[Goal]
Repeat the lines of these records word for word, leaving the pictures out of your answer.

[Coordinate labeling records]

>> BEGIN

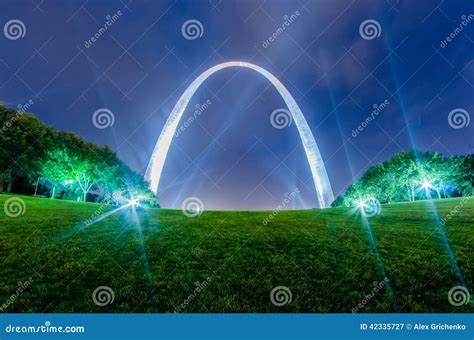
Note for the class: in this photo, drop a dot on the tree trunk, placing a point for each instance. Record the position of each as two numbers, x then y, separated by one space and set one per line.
9 186
36 187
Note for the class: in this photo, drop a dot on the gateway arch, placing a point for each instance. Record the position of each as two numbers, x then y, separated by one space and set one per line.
324 192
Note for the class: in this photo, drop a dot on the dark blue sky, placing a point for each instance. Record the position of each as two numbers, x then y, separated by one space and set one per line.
231 157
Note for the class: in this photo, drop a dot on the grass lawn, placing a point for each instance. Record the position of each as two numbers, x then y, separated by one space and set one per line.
324 257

>> END

[Reply]
Note for the class: in this photo, drop a dot on the tree trunk, placing a point for each instance. Record the position of each as two numbers, x then y, separated by one space and set one per line.
9 186
36 187
Note for the class: in this photo, drop a dot on the gateway arch, placing a point for each instance. Record the position of each as two numbers, x then y, separated by one space and set one per line.
324 192
Note for the class: in this photo, drop a dot on the dark blue sky, placing a point for each instance. Record the position of each as two numbers, x then y, separated by one space and set one per line.
231 157
Note for the class: in this photo, drop a dot on the grass lawn, placing a point for each instance. Record the position of each as two numbers, x then y, separated by one space and set one per line.
324 257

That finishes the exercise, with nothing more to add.